An exact copy of the data is required. No picture may appear in it.

——

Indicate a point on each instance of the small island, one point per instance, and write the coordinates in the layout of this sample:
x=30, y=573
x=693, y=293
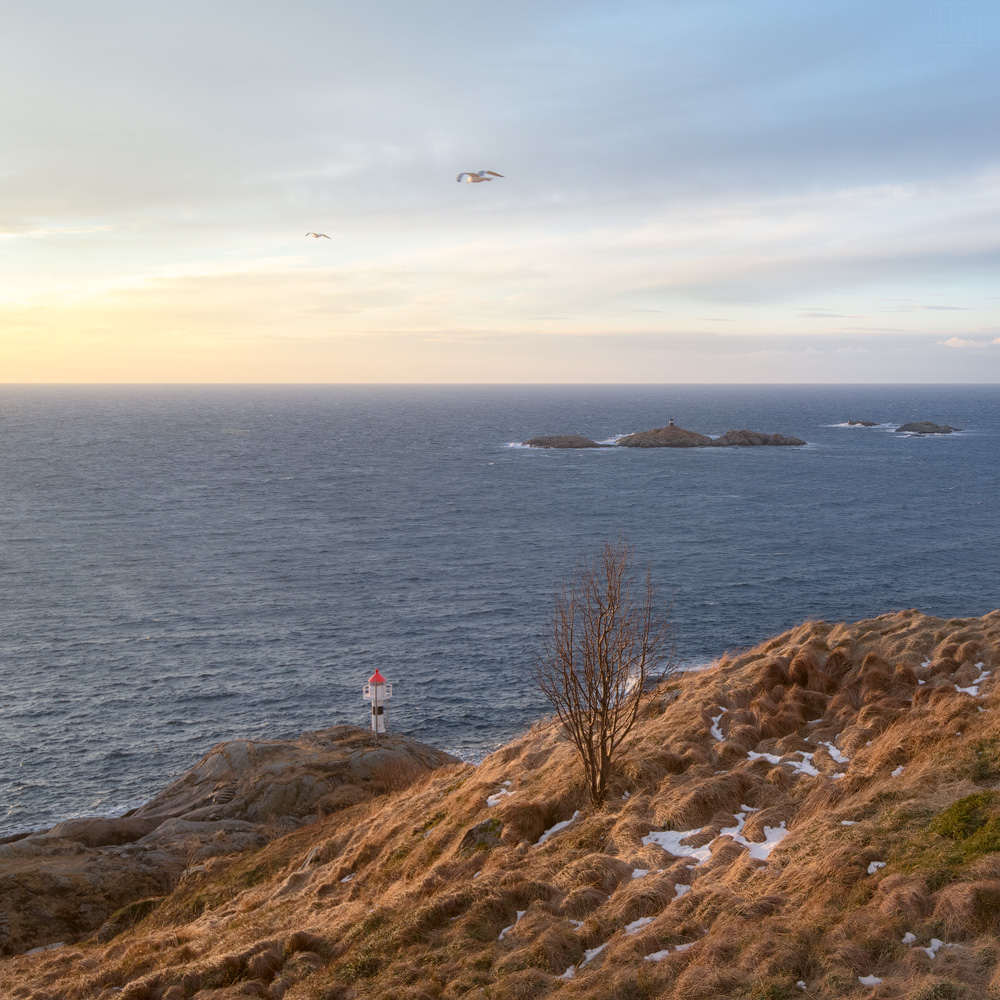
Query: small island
x=670, y=436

——

> [YOUR RESPONSE]
Indicate a point on each instance of the small island, one point per instance, and write the coordinates in the layout of this sample:
x=30, y=573
x=693, y=293
Query: small island
x=670, y=436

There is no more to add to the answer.